→ **Set problem A**:
Reproduce, word for word, the rows from the one containing "In this exercise you will mark the tan" through the last row.

++++++++++++++++++++

In the ListenBrainz project we've created a number of tools and techniques that allowed us to create the MBID Mapping sub-project. This project takes an artist name and a recording (track) name and attempts to find the best matching recording in MusicBrainz.
This library will contain code to facilitate matching non-MusicBrainz metadata to MusicBrainz (tag a music collection) and from MusicBrainz to non-MusicBrainz metadata (content resolution).
One component in this toolkit is the metadata cleaner, which removes (often) useless gunk from a metadata recording string:
"Tabula Rasa (feat. Lorraine Weiss)" -> "Tabula Rasa"
"Don't Give up - 2001 remaster" -> "Don't Give up"
This library also supports artist name cleaning:
"Amy Winhouse, Lorraine Weiss" -> "Amy Winehouse"
When a piece of metadata fails to be identified the metadata should be run through the metadata cleaner in an effort to remove this useless gunk that might be preventing a match. If the cleaner sucessfully removes gunk, the cleaned metadata should be looked up again, hoping that a match will be found this time.
To use this class, instantiate the MetadataCleaner class and call the clean_recording or clean_artist methods:
from lb_matching_tools.cleaner import MetadataCleaner
mc = MetadataCleaner()
mc.clean_recording("Tabula Rasa (feat. Lorraine Weiss)")
mc.clean_artist("Amy Winhouse, Lorraine Weiss")
To install this python module, simply do:
python setup.py install
To run the internal unit tests, run:
./test.py

++++++++++++++++++++

→ **Set problem B**:
According to the page on the matching tools library, which two methods of the MetadataCleaner class can be called after instantiating it?

→ **Data lines**:
++++++++++++++++++++

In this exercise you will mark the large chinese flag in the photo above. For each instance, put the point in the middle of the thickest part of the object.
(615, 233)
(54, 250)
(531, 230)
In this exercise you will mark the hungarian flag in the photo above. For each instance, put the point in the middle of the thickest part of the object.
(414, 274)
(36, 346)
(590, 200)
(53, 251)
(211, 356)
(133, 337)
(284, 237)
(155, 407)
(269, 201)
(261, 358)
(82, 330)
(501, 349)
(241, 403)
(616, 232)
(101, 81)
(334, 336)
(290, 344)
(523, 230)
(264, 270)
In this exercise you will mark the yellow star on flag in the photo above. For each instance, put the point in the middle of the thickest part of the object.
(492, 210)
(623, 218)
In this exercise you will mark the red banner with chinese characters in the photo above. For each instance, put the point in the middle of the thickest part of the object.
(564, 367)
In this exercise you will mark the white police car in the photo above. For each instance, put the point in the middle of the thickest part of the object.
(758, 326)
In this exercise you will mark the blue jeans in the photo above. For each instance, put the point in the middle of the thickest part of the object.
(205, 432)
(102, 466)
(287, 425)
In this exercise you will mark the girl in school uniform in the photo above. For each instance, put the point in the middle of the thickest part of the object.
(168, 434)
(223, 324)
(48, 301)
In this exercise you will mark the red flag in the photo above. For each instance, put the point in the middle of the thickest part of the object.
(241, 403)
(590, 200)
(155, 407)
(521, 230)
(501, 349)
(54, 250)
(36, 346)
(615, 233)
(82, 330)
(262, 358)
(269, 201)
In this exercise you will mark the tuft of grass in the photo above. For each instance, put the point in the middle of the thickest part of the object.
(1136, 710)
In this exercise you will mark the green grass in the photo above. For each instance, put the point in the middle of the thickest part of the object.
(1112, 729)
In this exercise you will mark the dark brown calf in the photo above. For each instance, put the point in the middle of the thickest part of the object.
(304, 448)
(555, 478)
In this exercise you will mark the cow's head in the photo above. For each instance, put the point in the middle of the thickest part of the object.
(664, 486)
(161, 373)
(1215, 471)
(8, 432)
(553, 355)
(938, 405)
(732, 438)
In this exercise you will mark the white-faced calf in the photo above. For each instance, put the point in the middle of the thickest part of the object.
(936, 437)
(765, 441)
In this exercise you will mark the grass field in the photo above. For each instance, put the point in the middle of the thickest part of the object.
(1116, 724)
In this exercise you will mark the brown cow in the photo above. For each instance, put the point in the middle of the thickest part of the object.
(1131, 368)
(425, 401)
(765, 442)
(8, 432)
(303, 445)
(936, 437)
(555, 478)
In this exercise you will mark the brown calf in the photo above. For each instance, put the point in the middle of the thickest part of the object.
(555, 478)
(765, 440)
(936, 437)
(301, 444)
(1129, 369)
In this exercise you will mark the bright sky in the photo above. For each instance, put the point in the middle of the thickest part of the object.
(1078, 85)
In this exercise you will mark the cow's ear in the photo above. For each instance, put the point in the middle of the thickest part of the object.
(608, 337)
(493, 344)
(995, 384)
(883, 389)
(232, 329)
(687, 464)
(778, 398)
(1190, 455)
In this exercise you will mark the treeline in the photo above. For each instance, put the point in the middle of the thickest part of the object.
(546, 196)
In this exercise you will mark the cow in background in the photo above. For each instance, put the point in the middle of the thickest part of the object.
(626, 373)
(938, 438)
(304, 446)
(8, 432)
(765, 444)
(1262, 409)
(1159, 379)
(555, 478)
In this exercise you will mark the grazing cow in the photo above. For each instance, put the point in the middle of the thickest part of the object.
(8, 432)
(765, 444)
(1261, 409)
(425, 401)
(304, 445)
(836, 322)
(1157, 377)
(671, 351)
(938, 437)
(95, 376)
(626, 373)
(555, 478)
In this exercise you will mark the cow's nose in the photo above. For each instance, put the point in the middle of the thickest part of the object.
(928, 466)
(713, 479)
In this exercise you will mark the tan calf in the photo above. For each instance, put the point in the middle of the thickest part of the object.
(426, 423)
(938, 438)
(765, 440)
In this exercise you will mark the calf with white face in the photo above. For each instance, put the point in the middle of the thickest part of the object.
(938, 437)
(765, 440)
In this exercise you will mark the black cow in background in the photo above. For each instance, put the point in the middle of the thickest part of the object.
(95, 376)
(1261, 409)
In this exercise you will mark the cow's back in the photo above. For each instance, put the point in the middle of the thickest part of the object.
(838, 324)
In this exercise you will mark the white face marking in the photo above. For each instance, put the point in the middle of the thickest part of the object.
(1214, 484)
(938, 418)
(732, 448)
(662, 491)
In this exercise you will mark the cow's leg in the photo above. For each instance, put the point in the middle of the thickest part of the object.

++++++++++++++++++++

→ **Finished answer A**:
In this exercise you will mark the tan calf in the photo above. For each instance, put the point in the middle of the thickest part of the object.
(426, 423)
(938, 438)
(765, 440)
In this exercise you will mark the calf with white face in the photo above. For each instance, put the point in the middle of the thickest part of the object.
(938, 437)
(765, 440)
In this exercise you will mark the black cow in background in the photo above. For each instance, put the point in the middle of the thickest part of the object.
(95, 376)
(1261, 409)
In this exercise you will mark the cow's back in the photo above. For each instance, put the point in the middle of the thickest part of the object.
(838, 324)
In this exercise you will mark the white face marking in the photo above. For each instance, put the point in the middle of the thickest part of the object.
(1214, 484)
(938, 418)
(732, 448)
(662, 491)
In this exercise you will mark the cow's leg in the photo above. For each instance, put the point in the middle of the thickest part of the object.

→ **Finished answer B**:
clean_recording and clean_artist